→ **Dataset records**
◇ ◇ ◇ ◇ ◇
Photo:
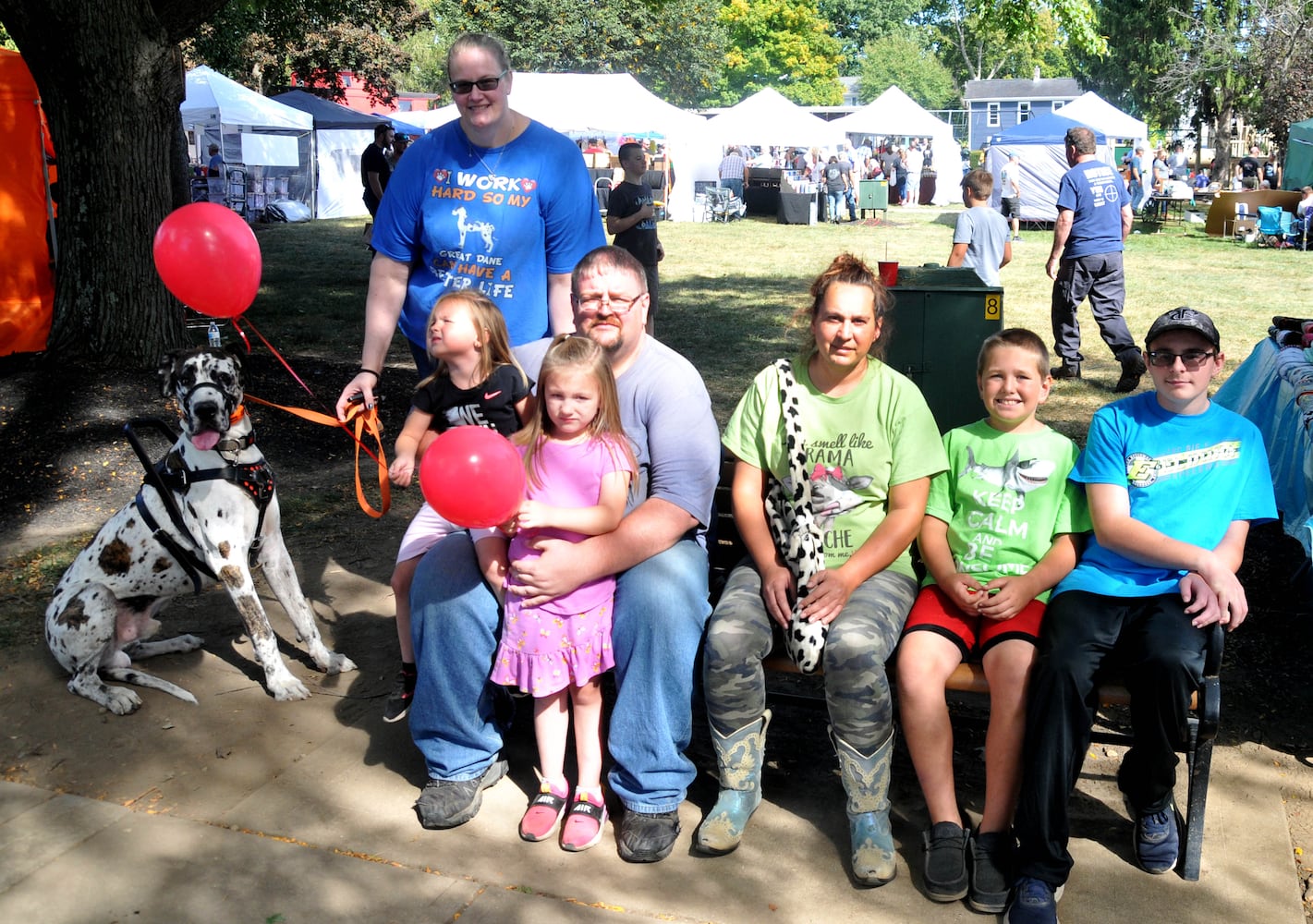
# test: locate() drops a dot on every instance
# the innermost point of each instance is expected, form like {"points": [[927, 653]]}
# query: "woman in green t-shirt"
{"points": [[838, 450]]}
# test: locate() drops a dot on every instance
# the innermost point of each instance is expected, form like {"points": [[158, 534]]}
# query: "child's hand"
{"points": [[402, 470], [1003, 598], [964, 590], [532, 515]]}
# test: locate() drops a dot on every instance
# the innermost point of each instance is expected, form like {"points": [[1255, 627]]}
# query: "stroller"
{"points": [[723, 205], [1274, 226]]}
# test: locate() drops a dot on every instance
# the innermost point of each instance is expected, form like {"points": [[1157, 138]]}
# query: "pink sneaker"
{"points": [[544, 812], [585, 821]]}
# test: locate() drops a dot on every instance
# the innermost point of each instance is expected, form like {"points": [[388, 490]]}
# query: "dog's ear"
{"points": [[167, 371]]}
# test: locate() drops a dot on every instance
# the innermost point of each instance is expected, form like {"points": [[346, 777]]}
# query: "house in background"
{"points": [[998, 105]]}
◇ ◇ ◇ ◇ ◇
→ **What you need to do**
Write out every row above again, requests included, and offset each point coordinate in the answers by -126. Leave the numbers in the requests and their format samples unchanged, and omit the pictures.

→ **Written solution**
Photo:
# test: locate() drops a dot on every instance
# the innermost point of each instance is expected, form like {"points": [[927, 653]]}
# query: "woman in green t-shirt"
{"points": [[712, 324]]}
# test: locate() drops a dot on every instance
# the innermost point of each instance is expected, form like {"points": [[158, 534]]}
# query: "child's hand"
{"points": [[276, 344], [877, 472], [838, 464], [406, 389]]}
# test: locate() drops a dot on every instance
# the innermost point of each instance is expected, form like {"points": [[1255, 627]]}
# query: "stroller"
{"points": [[597, 79], [1148, 100]]}
# test: locate() drops a dot on every instance
# the innermost point of each instance is expected, form like {"points": [[1157, 138]]}
# query: "pink sneaker"
{"points": [[418, 686], [459, 695]]}
# test: locate() drops a dot on every instance
# the innermost point of each instance is expected, form like {"points": [[388, 490]]}
# query: "dog's ear"
{"points": [[41, 245]]}
# test: locate() drops a dot on every instance
# the innermost point of each instance is expected, form like {"points": [[346, 777]]}
# query: "house in background"
{"points": [[872, -21]]}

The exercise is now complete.